Instructions for the task:
Repeat word for word the part of the items below that opens with the line containing "Mark each instance of the lips" and closes with the line containing "x=371 y=465", including both of those lines.

# start of Entries provided

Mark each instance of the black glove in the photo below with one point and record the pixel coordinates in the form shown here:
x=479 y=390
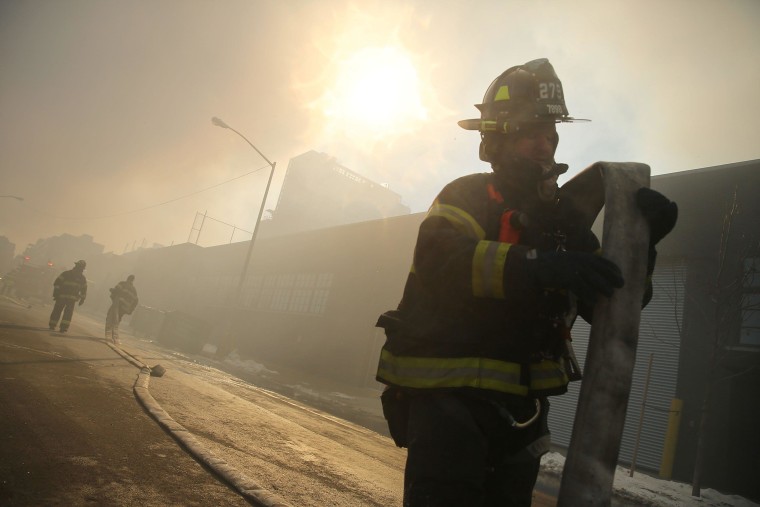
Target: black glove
x=660 y=213
x=584 y=274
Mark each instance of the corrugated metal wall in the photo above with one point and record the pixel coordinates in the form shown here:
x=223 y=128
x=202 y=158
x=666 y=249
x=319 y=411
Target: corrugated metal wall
x=659 y=335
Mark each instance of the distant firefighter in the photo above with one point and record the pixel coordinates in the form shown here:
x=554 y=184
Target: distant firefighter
x=124 y=297
x=68 y=288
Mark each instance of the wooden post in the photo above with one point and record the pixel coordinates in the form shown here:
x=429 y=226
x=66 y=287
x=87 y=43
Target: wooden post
x=592 y=456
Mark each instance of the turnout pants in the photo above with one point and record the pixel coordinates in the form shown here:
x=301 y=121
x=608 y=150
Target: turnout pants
x=463 y=451
x=67 y=307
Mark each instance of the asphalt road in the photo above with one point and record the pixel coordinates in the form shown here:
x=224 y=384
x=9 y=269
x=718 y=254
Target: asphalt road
x=73 y=432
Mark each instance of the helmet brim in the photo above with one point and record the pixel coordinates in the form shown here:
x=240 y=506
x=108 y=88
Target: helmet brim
x=479 y=124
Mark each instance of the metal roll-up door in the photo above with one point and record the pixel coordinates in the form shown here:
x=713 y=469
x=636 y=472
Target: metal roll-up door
x=659 y=337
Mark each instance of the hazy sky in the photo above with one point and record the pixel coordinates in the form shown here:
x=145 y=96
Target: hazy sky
x=105 y=106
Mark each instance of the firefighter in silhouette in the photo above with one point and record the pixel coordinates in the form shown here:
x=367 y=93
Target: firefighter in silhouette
x=123 y=302
x=499 y=273
x=68 y=288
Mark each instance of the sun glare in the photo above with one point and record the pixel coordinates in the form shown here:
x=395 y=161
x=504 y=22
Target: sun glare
x=376 y=91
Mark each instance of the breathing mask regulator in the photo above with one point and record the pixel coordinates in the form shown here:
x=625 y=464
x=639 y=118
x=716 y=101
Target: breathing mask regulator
x=521 y=98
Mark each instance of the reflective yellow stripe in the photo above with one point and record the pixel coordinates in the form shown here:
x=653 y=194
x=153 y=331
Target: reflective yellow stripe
x=460 y=219
x=482 y=373
x=488 y=269
x=427 y=373
x=502 y=93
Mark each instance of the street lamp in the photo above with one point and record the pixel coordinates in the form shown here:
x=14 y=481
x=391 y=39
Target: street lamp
x=219 y=123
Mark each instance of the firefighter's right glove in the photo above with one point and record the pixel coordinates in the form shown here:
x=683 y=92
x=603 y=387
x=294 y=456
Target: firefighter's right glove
x=585 y=275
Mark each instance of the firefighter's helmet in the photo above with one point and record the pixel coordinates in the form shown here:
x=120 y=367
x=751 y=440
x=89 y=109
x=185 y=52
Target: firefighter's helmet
x=522 y=94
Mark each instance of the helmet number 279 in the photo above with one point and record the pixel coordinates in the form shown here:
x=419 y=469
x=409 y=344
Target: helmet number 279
x=550 y=90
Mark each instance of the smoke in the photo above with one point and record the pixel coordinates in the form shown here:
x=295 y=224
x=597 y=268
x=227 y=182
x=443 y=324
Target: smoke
x=106 y=107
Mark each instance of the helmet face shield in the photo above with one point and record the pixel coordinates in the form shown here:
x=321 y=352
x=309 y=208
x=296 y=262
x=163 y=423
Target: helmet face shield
x=526 y=93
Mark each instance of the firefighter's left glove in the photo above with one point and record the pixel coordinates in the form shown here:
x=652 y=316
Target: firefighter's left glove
x=585 y=275
x=660 y=213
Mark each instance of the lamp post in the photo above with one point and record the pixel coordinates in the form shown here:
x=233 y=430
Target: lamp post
x=219 y=123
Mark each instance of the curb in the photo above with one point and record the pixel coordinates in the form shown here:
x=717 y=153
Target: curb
x=242 y=484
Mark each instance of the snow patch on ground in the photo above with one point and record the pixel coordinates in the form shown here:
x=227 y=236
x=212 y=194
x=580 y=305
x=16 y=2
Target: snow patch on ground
x=649 y=491
x=249 y=365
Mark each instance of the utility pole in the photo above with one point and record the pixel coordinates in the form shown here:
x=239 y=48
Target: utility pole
x=595 y=444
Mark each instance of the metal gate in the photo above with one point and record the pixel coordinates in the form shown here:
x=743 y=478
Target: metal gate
x=659 y=337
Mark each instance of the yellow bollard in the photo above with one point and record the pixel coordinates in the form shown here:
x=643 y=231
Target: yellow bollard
x=671 y=439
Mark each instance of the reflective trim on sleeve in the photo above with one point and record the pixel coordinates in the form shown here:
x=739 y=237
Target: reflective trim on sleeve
x=460 y=219
x=488 y=269
x=477 y=372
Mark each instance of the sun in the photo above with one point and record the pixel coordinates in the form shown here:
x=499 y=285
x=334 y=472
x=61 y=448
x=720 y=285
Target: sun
x=376 y=91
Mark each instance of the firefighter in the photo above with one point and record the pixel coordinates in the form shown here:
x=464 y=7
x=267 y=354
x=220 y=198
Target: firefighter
x=68 y=288
x=124 y=301
x=478 y=341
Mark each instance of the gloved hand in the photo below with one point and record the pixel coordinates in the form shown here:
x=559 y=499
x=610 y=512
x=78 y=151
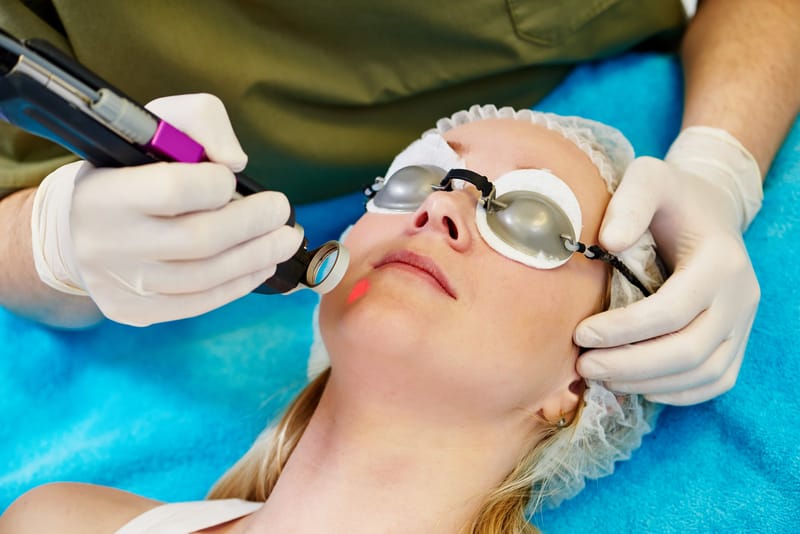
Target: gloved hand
x=162 y=241
x=685 y=343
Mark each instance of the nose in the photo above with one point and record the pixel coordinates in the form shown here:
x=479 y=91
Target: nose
x=448 y=214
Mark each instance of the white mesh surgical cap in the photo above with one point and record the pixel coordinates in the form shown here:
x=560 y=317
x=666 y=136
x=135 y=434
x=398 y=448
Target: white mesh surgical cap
x=610 y=426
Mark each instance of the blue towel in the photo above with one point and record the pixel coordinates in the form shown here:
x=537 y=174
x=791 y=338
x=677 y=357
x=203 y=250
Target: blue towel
x=163 y=411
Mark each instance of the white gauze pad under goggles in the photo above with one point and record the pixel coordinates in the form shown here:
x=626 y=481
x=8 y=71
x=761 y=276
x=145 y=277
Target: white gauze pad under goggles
x=528 y=215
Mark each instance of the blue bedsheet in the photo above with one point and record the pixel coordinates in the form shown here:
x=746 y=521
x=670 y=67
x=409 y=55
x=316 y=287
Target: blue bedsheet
x=163 y=411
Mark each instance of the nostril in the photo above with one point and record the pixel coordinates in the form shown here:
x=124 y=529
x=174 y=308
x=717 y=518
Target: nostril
x=451 y=227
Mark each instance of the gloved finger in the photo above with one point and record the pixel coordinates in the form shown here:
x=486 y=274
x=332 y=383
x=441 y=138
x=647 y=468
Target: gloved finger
x=703 y=392
x=257 y=255
x=682 y=298
x=157 y=189
x=634 y=204
x=161 y=308
x=709 y=371
x=659 y=357
x=203 y=118
x=207 y=233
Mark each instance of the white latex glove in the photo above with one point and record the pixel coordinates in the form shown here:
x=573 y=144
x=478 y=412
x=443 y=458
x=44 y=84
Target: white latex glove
x=685 y=343
x=162 y=241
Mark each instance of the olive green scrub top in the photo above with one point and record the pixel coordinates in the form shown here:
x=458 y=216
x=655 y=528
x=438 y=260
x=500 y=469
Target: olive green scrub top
x=322 y=94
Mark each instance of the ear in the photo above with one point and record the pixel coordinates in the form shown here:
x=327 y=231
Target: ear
x=562 y=402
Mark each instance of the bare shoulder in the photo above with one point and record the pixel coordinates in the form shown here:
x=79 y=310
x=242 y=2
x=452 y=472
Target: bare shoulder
x=71 y=507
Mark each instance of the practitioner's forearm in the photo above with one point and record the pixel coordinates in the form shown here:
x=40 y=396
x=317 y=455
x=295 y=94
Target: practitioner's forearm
x=741 y=68
x=21 y=290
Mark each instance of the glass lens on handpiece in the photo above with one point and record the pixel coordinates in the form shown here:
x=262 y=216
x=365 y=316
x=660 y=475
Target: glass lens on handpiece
x=327 y=267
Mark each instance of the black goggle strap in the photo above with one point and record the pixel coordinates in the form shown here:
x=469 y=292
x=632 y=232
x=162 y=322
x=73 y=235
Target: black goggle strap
x=370 y=190
x=595 y=252
x=481 y=183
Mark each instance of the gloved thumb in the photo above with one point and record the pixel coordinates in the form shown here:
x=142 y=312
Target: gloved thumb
x=633 y=205
x=203 y=118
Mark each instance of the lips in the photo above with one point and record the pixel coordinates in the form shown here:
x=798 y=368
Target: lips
x=421 y=263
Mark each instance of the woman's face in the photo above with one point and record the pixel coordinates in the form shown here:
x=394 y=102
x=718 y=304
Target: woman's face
x=490 y=333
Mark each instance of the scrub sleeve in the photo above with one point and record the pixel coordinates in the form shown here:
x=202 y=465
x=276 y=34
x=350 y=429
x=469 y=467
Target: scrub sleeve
x=323 y=94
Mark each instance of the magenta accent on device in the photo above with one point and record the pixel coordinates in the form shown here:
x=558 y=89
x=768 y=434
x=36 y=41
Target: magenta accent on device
x=175 y=145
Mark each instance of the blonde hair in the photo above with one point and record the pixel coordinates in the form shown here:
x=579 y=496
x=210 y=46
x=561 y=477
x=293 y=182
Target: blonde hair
x=606 y=428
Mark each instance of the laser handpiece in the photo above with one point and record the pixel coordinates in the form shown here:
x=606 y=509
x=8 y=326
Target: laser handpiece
x=47 y=93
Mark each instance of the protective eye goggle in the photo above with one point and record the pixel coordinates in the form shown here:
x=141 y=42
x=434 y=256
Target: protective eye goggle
x=527 y=215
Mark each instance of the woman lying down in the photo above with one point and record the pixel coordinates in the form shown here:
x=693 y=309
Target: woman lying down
x=450 y=403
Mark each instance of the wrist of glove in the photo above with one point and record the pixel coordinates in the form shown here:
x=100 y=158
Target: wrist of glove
x=51 y=237
x=717 y=157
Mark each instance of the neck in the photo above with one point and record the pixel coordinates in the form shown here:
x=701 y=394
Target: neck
x=371 y=465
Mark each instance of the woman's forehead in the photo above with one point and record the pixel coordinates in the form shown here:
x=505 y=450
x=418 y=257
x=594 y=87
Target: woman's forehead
x=502 y=145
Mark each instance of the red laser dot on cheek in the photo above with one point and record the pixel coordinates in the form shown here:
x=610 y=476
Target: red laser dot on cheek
x=358 y=291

# end of Entries provided

Exercise output:
Mark each instance of the lips in the photo above with one point and record the pixel coordinates in the form shown here:
x=798 y=368
Target: lips
x=421 y=263
Mark each instance of the woman's face in the photo above with one point and record the pixel coordinates in the form shown here:
x=394 y=102
x=718 y=304
Target: woman's face
x=490 y=333
Mark each instance of the scrub sleeve in the photo above with one point and record the pixel coordinates in the form shown here:
x=202 y=465
x=276 y=34
x=350 y=429
x=469 y=467
Target: scrub sleeve
x=323 y=94
Mark each instance of the magenta accent on device in the photo above with one point and record the pixel coordinates in the form shown here:
x=558 y=89
x=768 y=434
x=36 y=41
Target: magenta accent on device
x=175 y=145
Mark each instance of the blonde hair in the photo above with one point and record the pixel coordinates in the form shown here:
x=579 y=496
x=210 y=46
x=561 y=477
x=293 y=182
Target: blonde hair
x=606 y=428
Mark each instance of the laser handpiece in the photo above with one point and record the pixel coordinates in the form shown here:
x=606 y=509
x=8 y=326
Target: laser handpiece
x=47 y=93
Mark each instance of the protective eye goggle in the photo above with one point and record the pixel coordinates in the form shown here:
x=141 y=42
x=434 y=256
Target: protective eye goggle
x=527 y=215
Mark each instance of the woman lying down in the photo above with one point and record the pixel coordinates in the form shown here:
x=693 y=309
Target: woman lying down
x=450 y=403
Mark each instance of the wrist of glove in the photo above with one point and record the pixel coordinates in the form shown here:
x=100 y=158
Target: wrist of glove
x=51 y=237
x=717 y=157
Mark each instance of the neck in the photo above with one point and record the pixel coordinates in the form shown here:
x=701 y=394
Target: neck
x=371 y=465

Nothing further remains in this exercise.